* Start *
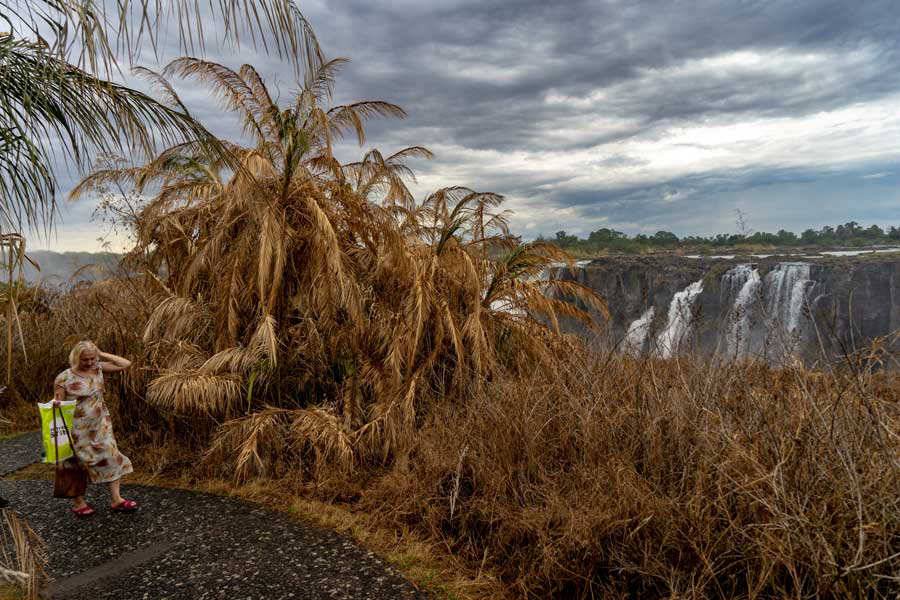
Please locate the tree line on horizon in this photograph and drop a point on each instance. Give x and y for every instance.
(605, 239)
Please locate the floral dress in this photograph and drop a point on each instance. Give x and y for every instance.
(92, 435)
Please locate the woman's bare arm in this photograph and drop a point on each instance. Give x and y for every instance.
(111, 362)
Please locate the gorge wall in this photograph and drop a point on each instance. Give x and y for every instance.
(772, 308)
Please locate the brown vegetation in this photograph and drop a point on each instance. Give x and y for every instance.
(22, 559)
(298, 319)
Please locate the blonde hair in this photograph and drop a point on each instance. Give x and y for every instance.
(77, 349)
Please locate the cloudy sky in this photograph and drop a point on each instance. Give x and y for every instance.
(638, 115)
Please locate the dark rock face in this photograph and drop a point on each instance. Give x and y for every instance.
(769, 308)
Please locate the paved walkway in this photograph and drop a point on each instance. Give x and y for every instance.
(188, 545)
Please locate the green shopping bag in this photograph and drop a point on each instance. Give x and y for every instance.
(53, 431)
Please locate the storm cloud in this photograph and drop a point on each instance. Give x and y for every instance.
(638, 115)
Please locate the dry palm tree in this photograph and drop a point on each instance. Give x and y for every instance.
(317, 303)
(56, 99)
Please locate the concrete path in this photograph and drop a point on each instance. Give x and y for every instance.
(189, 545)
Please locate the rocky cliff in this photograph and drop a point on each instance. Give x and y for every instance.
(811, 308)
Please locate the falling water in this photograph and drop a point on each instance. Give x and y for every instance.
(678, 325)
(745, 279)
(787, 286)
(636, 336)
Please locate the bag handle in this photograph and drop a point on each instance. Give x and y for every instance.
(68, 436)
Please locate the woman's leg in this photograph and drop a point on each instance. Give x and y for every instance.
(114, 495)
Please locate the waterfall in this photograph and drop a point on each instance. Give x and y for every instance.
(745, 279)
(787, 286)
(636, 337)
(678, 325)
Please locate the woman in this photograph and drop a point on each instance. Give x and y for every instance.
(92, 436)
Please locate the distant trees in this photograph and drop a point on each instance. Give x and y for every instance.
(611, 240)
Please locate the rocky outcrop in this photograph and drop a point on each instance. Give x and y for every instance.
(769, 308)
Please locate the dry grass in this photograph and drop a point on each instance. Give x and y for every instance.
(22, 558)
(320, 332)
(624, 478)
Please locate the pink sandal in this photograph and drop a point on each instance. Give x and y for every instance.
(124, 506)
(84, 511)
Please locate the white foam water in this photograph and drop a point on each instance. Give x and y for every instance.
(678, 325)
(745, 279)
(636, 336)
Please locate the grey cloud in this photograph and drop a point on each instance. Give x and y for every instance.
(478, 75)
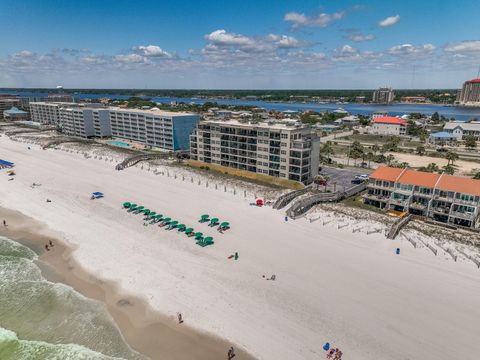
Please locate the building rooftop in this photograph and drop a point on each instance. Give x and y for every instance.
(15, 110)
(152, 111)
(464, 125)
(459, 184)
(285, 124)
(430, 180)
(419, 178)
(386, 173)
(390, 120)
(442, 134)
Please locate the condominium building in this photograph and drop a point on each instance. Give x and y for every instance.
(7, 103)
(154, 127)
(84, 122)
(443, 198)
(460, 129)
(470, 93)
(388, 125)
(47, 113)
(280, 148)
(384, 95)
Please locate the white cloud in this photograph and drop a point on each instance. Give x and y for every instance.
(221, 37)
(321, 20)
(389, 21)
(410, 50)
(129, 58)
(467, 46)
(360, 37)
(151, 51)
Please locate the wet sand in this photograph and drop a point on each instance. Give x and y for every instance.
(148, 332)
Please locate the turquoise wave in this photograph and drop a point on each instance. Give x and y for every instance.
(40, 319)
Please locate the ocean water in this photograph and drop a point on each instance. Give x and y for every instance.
* End *
- Work to do: Reproduce all of the items above word for word, leaving out the pictures.

- The answer:
Please locate the tree line on horizon in this photograph and drop a point on each instance. Give x and y for every instance.
(605, 239)
Please locate the floral dress in this photograph and drop a point on each instance. Give x and y for every instance.
(92, 435)
Please locate the woman's bare arm in this photograph and drop a point on each instance. Give x and y for every instance.
(111, 362)
Please locate the gorge wall in this photograph and drop a point on each instance. Give x and y for every instance.
(772, 308)
Please locate the brown vegetation in this photograph and drop a point on each instance. Give x and y for every instance.
(22, 559)
(298, 319)
Please locate the blonde hair in this photograph and drop a point on each instance. Give x and y for every instance.
(77, 349)
Please locate the cloudy sky in this photograph and drop a point on each instance. Give x and y for every instance.
(638, 115)
Please locate the dark rock face in this photograph and drop a point on each instance. Give x and y for every instance.
(769, 308)
Please locate the paved walkway in this photograph and drop a point on each instance. Give x and y for every instance.
(188, 545)
Please locate the green shopping bag in this photograph and drop a point on each instance. Give x and y for every instance.
(53, 431)
Please locate the storm cloud in this photograph and drop a point on each instance. Give x and y for every instance.
(638, 115)
Please locate the dry palm tree in this photograph and drop a point on each instance. Give x and y for every instance.
(317, 303)
(56, 99)
Please locate the concrete path in this photograph and drop a point on each instance. Give x and y for every instance.
(189, 545)
Please locate the rocky cliff in this photograph and drop a point on each instance. Give x and y for every instance.
(811, 308)
Please locate the falling water in this photograph and drop a point on each instance. Give x and y for every instance.
(678, 325)
(745, 279)
(787, 286)
(636, 336)
Please locate the bag handle in this photograph and drop a point on each instance. Give x and y for every instance.
(68, 436)
Please locate the woman's leg in this photograph and drop a point on each instance. Give x and y for every instance.
(114, 495)
Please locate the waterfall in this photograph and drop a point on each instance. Give x and y for every instance.
(745, 279)
(787, 286)
(636, 337)
(678, 325)
Please locate the woman in this photograph and drop a point on each instance. Give x and y for every instance.
(92, 436)
Please locate the distant trees in this photograph and drop a point on each instance. Give x and y for every instance.
(611, 240)
Please locate the rocky outcrop in this photograph and drop a point on each instance. Give x and y for every instance.
(769, 308)
Please locate the dry grass in this photograph and drop a point on each instance. Give x and y for every instance.
(22, 558)
(320, 332)
(624, 478)
Please locate the pink sandal in this photograph and drop a point on each instance. Give x and y for every instance.
(124, 506)
(84, 511)
Please locate the white foam water in this photograph and drop a point on each instance. Give x and y for every instance.
(678, 325)
(745, 279)
(636, 336)
Please locate the grey cloud in this photograph and drop a point on each instance. Give x and y for every instance.
(478, 75)
Please locate the building rooftop in this photograph and drop a point on each instance. Give x and y for every instance.
(15, 110)
(152, 111)
(464, 125)
(459, 184)
(285, 124)
(430, 180)
(419, 178)
(386, 173)
(390, 120)
(442, 134)
Please locate the condominium building in this photograph and drop a point on each instance. Give x and y for every instance.
(7, 103)
(154, 127)
(84, 122)
(443, 198)
(460, 129)
(470, 93)
(388, 125)
(47, 113)
(280, 148)
(384, 95)
Please locate the white cloud in this photograph and drop a point on each instance. Give x and y for every instance.
(221, 37)
(321, 20)
(389, 21)
(410, 50)
(129, 58)
(467, 46)
(360, 37)
(151, 51)
Please locate the wet sand in this photograph and drop a point on each instance. Give x and y for every instance.
(148, 332)
Please locate the turquoise wave in this photograph and drop a point on each instance. Give x and y for every instance.
(40, 319)
Please locate the ocean water in this photograph and drop a point on each instance. Give x and y for every instance.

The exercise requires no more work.